What is being asked
Copy the lines of the listing below exactly, from the line with "Q: In the photo above, mark the man's hand" through the line with "x=604, y=353", and nothing else.

((

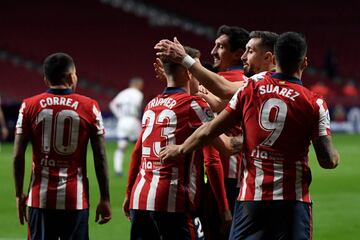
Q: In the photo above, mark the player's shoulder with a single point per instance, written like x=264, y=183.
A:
x=233, y=75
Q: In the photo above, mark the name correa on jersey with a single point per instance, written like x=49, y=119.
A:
x=59, y=127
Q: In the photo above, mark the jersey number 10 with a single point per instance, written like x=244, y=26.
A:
x=53, y=130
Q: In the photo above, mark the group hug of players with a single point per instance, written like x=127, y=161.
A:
x=242, y=174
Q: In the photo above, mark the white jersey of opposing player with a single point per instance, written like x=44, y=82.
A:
x=126, y=107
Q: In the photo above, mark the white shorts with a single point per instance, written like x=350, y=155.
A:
x=128, y=128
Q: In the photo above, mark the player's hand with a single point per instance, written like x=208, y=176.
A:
x=226, y=219
x=21, y=207
x=169, y=153
x=172, y=50
x=203, y=90
x=159, y=70
x=103, y=212
x=126, y=207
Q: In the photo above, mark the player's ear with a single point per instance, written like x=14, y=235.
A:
x=268, y=56
x=238, y=54
x=304, y=64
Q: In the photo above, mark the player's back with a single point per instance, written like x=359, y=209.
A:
x=59, y=124
x=169, y=118
x=280, y=117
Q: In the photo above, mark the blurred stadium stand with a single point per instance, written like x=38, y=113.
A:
x=112, y=40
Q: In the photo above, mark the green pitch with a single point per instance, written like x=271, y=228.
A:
x=335, y=193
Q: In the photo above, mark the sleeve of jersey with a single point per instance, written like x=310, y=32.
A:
x=215, y=175
x=21, y=126
x=200, y=113
x=98, y=124
x=323, y=127
x=134, y=166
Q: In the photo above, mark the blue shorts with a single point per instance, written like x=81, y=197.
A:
x=52, y=224
x=272, y=220
x=159, y=225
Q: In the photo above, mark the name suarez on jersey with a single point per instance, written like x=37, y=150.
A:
x=282, y=91
x=50, y=101
x=167, y=102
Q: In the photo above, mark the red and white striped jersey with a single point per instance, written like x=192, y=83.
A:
x=279, y=117
x=232, y=164
x=169, y=118
x=59, y=124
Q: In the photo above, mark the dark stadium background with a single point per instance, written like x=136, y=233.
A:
x=112, y=41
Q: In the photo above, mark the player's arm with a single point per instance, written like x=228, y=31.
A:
x=205, y=134
x=20, y=144
x=327, y=156
x=215, y=83
x=3, y=127
x=216, y=104
x=103, y=211
x=133, y=172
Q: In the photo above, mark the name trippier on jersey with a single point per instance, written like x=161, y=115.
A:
x=286, y=92
x=63, y=101
x=167, y=102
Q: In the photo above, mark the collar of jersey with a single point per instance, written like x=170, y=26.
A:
x=58, y=91
x=235, y=67
x=170, y=90
x=287, y=78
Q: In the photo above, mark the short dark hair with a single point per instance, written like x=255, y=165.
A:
x=170, y=67
x=268, y=39
x=290, y=51
x=56, y=67
x=238, y=37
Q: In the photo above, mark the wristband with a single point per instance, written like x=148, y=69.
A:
x=188, y=61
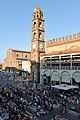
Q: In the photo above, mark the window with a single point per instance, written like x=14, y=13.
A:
x=34, y=24
x=17, y=55
x=26, y=56
x=34, y=35
x=40, y=25
x=40, y=35
x=34, y=57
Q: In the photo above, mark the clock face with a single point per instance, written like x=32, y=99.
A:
x=34, y=46
x=41, y=46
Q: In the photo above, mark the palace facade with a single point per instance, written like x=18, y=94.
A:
x=61, y=61
x=57, y=62
x=18, y=59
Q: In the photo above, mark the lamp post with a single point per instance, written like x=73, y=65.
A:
x=34, y=81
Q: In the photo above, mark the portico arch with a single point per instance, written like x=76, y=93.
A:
x=76, y=76
x=55, y=76
x=66, y=77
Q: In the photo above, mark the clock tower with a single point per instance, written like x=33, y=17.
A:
x=37, y=43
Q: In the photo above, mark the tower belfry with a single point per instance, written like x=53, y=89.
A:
x=37, y=43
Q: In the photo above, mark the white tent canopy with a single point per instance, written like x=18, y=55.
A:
x=64, y=86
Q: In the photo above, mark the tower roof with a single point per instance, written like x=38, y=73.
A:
x=37, y=9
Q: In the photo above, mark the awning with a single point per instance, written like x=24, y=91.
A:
x=64, y=86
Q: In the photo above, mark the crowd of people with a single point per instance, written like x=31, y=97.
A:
x=16, y=104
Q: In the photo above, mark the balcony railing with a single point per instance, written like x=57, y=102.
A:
x=62, y=67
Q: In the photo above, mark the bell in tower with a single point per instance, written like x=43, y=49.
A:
x=38, y=13
x=37, y=43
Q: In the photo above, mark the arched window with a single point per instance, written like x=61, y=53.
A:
x=17, y=55
x=26, y=56
x=34, y=35
x=37, y=16
x=40, y=35
x=34, y=24
x=40, y=25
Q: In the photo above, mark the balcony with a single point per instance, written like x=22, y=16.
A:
x=61, y=67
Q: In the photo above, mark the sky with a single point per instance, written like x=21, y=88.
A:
x=62, y=18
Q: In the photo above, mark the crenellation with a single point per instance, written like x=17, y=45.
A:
x=74, y=36
x=53, y=41
x=70, y=37
x=78, y=35
x=66, y=38
x=63, y=39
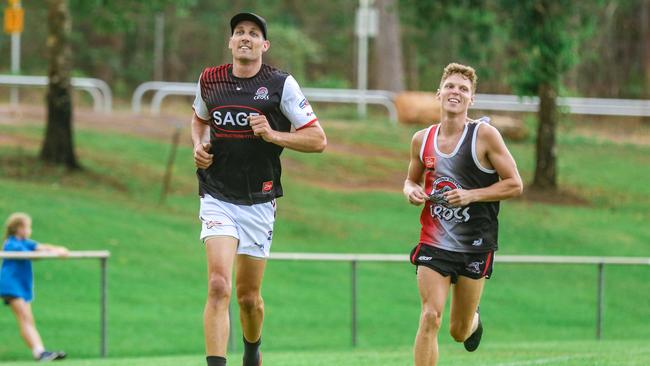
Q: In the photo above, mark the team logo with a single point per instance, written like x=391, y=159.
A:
x=440, y=207
x=430, y=162
x=474, y=267
x=211, y=224
x=261, y=93
x=267, y=186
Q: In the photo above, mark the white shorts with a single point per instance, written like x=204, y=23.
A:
x=251, y=225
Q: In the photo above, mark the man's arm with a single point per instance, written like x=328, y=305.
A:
x=200, y=130
x=309, y=139
x=413, y=184
x=497, y=155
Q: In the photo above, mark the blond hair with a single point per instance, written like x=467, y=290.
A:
x=15, y=221
x=464, y=70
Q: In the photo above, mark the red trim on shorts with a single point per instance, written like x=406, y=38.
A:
x=417, y=250
x=307, y=124
x=487, y=263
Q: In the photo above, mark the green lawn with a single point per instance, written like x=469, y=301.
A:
x=157, y=270
x=572, y=353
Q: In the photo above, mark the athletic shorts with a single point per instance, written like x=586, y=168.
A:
x=454, y=264
x=251, y=225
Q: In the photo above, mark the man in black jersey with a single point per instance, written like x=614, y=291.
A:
x=245, y=113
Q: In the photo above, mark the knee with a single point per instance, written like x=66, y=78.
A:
x=430, y=320
x=459, y=330
x=250, y=302
x=219, y=289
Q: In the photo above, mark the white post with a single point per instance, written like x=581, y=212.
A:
x=362, y=54
x=159, y=42
x=15, y=61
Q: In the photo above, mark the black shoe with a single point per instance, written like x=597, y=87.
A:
x=47, y=356
x=471, y=343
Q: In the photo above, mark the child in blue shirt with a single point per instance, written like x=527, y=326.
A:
x=17, y=282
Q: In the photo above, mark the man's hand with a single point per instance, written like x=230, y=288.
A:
x=202, y=156
x=416, y=195
x=260, y=126
x=459, y=197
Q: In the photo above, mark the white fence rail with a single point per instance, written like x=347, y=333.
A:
x=495, y=102
x=98, y=89
x=354, y=259
x=103, y=256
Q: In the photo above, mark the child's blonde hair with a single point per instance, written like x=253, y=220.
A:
x=15, y=221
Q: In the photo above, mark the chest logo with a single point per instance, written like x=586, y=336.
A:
x=261, y=93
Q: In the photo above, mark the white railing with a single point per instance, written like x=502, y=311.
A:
x=496, y=102
x=102, y=255
x=164, y=89
x=98, y=89
x=354, y=259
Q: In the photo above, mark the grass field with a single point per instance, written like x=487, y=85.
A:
x=157, y=270
x=604, y=353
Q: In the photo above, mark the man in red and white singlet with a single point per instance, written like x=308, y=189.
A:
x=459, y=170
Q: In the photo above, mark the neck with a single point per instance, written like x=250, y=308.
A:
x=246, y=69
x=452, y=123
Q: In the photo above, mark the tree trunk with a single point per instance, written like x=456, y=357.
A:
x=58, y=145
x=389, y=71
x=546, y=164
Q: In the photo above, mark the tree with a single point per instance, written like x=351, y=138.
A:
x=389, y=72
x=545, y=35
x=58, y=144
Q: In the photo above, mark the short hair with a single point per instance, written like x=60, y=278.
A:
x=464, y=70
x=14, y=222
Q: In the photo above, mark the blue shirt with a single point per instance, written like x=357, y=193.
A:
x=16, y=277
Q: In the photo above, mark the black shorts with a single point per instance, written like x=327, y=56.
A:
x=454, y=264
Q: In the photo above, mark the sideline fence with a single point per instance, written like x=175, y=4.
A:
x=354, y=259
x=102, y=255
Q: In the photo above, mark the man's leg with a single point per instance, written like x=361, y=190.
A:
x=464, y=303
x=250, y=272
x=27, y=325
x=434, y=288
x=220, y=253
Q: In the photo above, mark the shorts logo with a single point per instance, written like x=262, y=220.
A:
x=430, y=162
x=475, y=267
x=261, y=93
x=211, y=224
x=267, y=186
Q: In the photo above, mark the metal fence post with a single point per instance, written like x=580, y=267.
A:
x=601, y=295
x=354, y=302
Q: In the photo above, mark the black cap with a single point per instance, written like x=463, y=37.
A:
x=251, y=17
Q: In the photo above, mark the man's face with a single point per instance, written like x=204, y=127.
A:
x=247, y=42
x=456, y=94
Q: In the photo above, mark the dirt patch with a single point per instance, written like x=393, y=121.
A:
x=26, y=167
x=560, y=196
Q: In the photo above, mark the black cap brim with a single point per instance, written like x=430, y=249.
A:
x=250, y=17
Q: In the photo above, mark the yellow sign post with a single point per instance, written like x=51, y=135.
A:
x=14, y=20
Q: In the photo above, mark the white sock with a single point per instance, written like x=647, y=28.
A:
x=36, y=351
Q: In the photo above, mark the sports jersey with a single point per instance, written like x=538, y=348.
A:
x=472, y=228
x=16, y=277
x=246, y=169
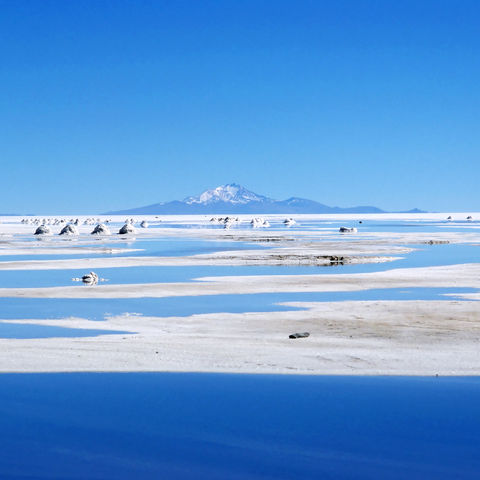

))

Worked solution
Q: In the photo above, mark the man's hand with a single point per instance, written like x=230, y=288.
A:
x=202, y=156
x=416, y=195
x=260, y=126
x=459, y=197
Q: In the photo above, mark the white fence rail with a single point per instance, written like x=347, y=333.
A:
x=495, y=102
x=98, y=89
x=354, y=259
x=103, y=256
Q: In the photo above, mark the child's blonde hair with a single point per instance, written like x=253, y=220.
A:
x=15, y=221
Q: In the photo above, mark the chest logo with a single point per instance, written like x=586, y=336.
A:
x=261, y=93
Q: In the photo above, mark the white railing with a single point per instance, written like x=502, y=311.
A:
x=496, y=102
x=102, y=255
x=164, y=89
x=98, y=89
x=354, y=259
Q: In the photo above, mark the grass field with a single point per instance, written like x=487, y=85.
A:
x=157, y=270
x=604, y=353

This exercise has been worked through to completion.